Data shown>

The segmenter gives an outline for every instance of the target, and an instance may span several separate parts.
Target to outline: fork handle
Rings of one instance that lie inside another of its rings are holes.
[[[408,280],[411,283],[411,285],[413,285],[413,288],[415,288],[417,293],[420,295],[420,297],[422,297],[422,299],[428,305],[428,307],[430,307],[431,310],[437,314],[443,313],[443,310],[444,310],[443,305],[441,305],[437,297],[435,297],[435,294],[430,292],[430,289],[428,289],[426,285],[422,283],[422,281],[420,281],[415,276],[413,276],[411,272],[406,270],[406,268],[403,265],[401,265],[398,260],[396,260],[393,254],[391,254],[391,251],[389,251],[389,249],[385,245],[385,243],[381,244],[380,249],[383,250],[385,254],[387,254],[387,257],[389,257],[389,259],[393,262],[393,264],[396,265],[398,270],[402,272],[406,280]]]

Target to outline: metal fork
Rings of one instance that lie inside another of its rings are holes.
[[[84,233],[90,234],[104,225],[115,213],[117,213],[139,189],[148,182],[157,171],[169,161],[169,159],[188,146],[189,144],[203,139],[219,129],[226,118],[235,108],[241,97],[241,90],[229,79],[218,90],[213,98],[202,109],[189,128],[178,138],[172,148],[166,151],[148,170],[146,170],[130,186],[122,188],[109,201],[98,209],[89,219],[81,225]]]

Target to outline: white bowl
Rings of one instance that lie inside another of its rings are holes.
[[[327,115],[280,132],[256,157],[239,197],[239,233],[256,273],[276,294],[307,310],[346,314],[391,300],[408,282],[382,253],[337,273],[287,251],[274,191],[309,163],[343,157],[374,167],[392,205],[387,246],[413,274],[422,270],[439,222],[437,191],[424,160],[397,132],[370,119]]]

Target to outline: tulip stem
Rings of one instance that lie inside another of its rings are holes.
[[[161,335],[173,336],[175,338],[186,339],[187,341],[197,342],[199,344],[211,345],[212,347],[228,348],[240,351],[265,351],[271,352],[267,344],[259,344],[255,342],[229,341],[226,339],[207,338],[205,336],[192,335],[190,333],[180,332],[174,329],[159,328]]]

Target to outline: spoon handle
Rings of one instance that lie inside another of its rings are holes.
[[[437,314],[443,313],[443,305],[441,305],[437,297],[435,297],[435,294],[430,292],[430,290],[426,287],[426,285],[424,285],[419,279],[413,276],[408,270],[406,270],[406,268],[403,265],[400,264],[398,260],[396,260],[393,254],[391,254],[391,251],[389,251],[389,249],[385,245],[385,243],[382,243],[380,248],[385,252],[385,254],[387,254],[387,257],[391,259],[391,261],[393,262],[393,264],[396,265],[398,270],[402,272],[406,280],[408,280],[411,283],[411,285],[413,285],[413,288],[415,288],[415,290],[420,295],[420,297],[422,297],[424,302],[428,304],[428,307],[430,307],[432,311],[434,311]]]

What is needed>
Please report every line of the listing that contains the string "outline".

Result of this exercise>
The segmenter gives an outline for every instance of the target, and an instance may span several separate parts.
Target to outline: fork handle
Target to outline: metal fork
Target to outline: white bowl
Target to outline: tulip stem
Target to outline: spoon handle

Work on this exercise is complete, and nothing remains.